Transcribe the span of the Discord passage below that begins at the words "How were the" and ends after "with the far-right?".

(PASSAGE SHOWN begins)

In a company statement, Discord said it is cooperating with law enforcement and “as this remains an active investigation, we cannot provide further comment at this time”.
How were the documents leaked and where did they go?
According to the New York Times, Teixeira began posting original documents from October to March, with a member of the group claiming the airman posted around 350 documents.
The paper reports that on 2 March, a member of the private group known as “Lucca” was involved in a conversation about the Ukraine war in a public Discord group where he published several dozen documents.
On 5 April, according to investigative website Bellingcat, the documents started circulating through pro-Russian Telegram channels and on 4chan.
Connection with the far-right?
This is not the first time Discord has been embroiled in controversy.
In 2017, white supremacists used the platform to plan the Unite the Right rally in Charlottesville where a counter protester was killed.
Following the rally, Discord closed a number of accounts associated with the events in Charlottesville and said it would “continue to take action” against white supremacy and all forms of hate.
Then in May 2022, a white teenager posted racist memes and recorded his thoughts on Discord before shooting 10 people dead at a grocery store in Buffalo.
The details, kept on a private group, included months of racist, anti-semitic entries along with step-by-step descriptions of the teenager’s assault plans. Discord said 15 users would have had access to entries before the attack. There was no evidence anyone saw them before then.
The platform said it removed the details and banned the teeanger’s account as soon as it became aware of them. The company said it also took steps to prevent content related to the attack from spreading.

(PASSAGE SHOWN ends)
(RECORDS begins)

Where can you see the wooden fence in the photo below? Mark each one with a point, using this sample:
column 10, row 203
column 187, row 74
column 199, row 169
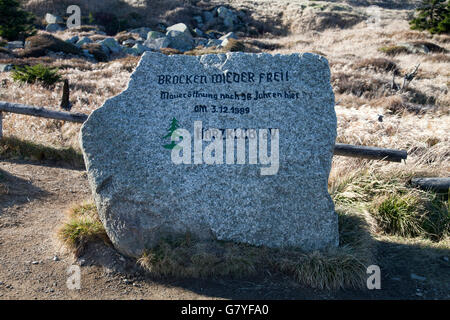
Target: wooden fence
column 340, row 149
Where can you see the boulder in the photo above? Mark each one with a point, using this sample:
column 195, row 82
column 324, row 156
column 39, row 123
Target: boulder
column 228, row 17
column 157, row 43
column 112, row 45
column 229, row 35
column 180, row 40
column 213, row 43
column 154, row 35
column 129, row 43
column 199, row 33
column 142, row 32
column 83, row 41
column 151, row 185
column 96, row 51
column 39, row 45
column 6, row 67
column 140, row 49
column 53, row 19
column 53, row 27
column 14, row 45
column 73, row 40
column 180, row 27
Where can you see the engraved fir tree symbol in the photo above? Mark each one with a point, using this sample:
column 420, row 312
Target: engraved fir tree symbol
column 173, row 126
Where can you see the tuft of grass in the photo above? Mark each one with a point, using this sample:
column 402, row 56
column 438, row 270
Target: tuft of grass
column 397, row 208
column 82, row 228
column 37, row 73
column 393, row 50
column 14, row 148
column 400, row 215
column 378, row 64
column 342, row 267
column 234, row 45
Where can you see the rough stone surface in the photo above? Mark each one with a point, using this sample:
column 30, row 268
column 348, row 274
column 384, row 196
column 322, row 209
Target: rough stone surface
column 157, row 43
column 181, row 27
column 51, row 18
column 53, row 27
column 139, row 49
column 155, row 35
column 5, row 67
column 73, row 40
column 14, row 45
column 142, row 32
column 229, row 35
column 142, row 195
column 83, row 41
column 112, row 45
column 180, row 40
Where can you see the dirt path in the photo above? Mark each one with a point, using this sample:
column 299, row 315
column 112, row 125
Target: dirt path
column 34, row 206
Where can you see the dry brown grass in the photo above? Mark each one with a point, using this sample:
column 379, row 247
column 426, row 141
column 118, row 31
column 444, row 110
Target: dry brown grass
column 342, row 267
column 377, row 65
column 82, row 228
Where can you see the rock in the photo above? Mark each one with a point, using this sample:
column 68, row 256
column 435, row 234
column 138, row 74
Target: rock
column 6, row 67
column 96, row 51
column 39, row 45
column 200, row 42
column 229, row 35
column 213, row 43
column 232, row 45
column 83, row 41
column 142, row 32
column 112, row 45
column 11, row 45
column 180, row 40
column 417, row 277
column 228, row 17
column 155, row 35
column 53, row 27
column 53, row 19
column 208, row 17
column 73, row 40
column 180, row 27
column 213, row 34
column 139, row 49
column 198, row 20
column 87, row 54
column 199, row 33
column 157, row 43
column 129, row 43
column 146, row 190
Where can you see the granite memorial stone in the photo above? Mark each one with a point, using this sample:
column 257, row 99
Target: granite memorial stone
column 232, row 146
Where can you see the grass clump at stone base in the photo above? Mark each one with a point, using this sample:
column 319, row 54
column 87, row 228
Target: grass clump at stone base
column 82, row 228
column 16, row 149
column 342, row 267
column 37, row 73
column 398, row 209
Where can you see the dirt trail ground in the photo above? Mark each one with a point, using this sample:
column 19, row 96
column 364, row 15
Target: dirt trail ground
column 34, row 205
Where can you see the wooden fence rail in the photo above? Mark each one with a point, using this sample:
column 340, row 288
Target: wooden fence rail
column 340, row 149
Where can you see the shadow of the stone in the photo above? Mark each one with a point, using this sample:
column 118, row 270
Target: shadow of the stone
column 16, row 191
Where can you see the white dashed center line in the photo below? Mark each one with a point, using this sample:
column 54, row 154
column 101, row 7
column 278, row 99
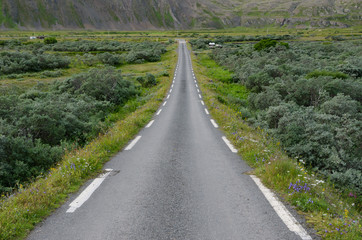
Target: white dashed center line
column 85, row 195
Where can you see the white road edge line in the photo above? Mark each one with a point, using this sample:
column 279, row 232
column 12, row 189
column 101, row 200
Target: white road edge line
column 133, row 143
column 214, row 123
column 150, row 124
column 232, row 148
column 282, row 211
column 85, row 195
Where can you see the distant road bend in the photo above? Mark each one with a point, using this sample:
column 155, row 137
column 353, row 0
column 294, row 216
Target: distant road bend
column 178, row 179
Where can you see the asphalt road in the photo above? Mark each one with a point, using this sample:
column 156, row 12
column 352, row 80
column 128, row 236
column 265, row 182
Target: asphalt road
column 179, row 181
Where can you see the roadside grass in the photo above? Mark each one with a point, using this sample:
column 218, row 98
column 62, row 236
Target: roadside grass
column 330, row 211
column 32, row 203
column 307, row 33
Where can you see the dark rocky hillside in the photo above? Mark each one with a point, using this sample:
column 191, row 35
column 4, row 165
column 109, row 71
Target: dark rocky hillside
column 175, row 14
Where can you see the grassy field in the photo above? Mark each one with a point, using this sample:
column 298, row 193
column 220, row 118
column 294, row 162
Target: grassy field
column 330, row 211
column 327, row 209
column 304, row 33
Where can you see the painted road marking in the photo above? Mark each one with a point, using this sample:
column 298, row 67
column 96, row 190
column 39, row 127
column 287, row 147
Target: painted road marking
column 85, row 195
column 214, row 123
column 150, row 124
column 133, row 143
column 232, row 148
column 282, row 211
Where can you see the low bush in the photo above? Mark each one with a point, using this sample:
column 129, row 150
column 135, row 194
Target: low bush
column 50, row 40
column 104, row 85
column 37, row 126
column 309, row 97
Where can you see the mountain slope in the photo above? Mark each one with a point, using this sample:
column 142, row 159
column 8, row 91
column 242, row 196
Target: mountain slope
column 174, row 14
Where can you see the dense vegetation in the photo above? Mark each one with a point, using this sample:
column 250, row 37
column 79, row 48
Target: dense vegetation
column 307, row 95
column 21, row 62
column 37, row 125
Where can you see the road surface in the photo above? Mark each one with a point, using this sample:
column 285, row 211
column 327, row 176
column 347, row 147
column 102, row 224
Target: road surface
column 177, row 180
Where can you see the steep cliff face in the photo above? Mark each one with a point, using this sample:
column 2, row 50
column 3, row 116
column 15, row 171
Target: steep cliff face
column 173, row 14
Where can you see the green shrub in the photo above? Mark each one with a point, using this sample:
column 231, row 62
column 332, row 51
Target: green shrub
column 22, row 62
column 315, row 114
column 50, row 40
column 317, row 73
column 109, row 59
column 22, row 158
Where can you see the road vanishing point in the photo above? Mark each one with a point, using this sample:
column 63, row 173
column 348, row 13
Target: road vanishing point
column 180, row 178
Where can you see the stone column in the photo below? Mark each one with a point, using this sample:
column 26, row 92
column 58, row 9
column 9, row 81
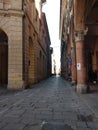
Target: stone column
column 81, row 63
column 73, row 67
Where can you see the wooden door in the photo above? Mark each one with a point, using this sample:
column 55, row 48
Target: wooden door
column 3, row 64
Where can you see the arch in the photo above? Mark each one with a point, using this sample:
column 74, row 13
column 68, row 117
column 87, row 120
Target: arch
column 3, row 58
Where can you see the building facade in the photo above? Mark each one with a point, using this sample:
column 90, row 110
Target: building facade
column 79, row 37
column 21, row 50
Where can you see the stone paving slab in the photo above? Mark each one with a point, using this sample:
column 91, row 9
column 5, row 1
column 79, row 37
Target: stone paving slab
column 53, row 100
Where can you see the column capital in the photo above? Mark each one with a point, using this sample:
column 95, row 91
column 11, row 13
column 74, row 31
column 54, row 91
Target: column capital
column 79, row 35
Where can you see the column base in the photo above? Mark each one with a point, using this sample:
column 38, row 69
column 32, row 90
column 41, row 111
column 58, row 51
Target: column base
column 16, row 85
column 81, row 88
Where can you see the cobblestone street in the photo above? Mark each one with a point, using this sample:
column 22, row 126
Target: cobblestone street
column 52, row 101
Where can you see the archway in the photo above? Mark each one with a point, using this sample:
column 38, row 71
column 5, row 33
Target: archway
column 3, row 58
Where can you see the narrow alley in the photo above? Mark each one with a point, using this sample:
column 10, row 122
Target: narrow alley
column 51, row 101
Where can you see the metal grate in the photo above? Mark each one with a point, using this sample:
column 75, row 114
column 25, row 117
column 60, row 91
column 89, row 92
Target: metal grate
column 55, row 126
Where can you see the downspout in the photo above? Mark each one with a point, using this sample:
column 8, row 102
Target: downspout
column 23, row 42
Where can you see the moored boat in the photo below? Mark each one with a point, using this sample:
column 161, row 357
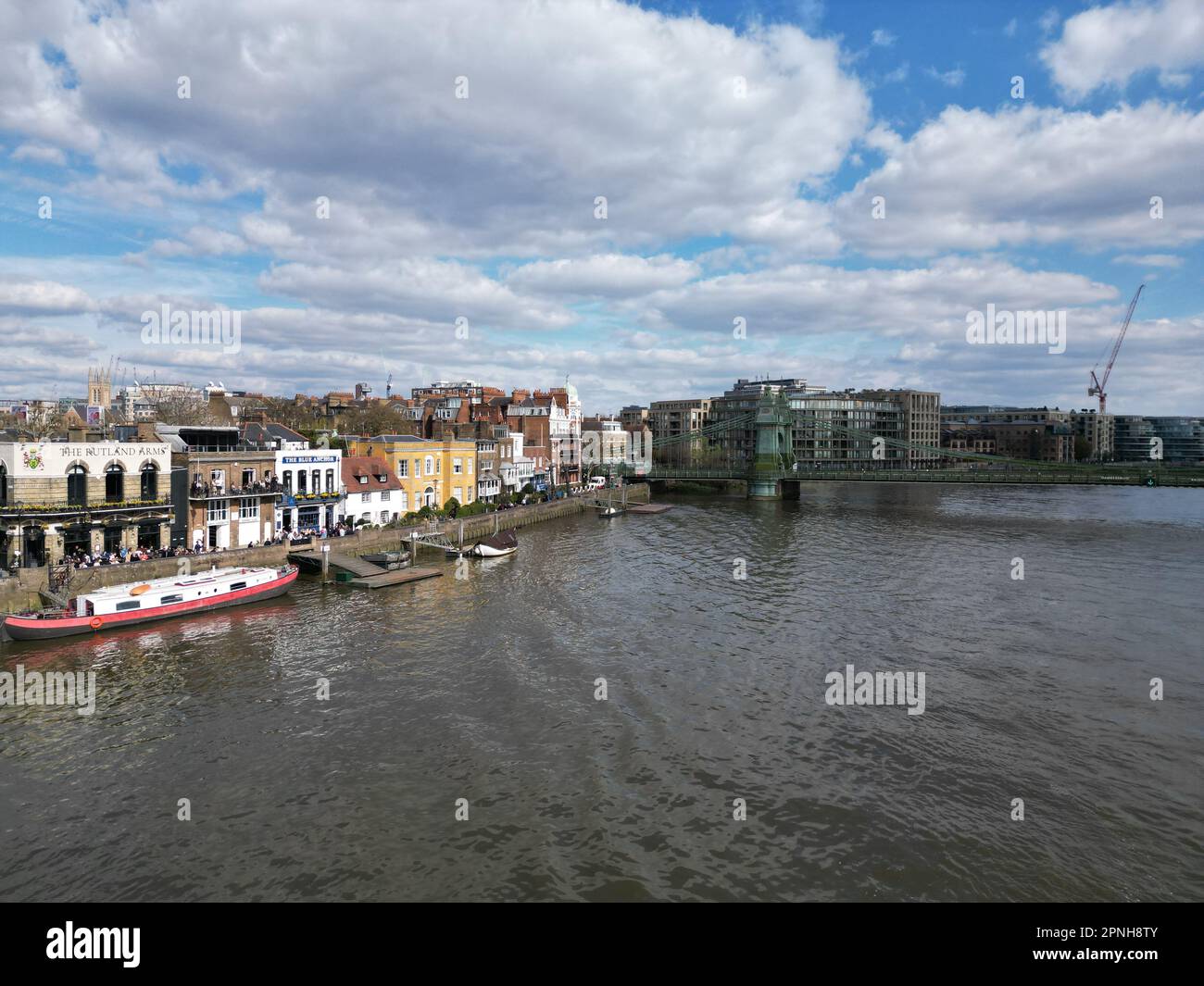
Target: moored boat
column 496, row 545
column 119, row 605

(RECORDS ends)

RESPONSE →
How were the documents leaked and where did they go?
According to the New York Times, Teixeira began posting original documents from October to March, with a member of the group claiming the airman posted around 350 documents.
The paper reports that on 2 March, a member of the private group known as “Lucca” was involved in a conversation about the Ukraine war in a public Discord group where he published several dozen documents.
On 5 April, according to investigative website Bellingcat, the documents started circulating through pro-Russian Telegram channels and on 4chan.
Connection with the far-right?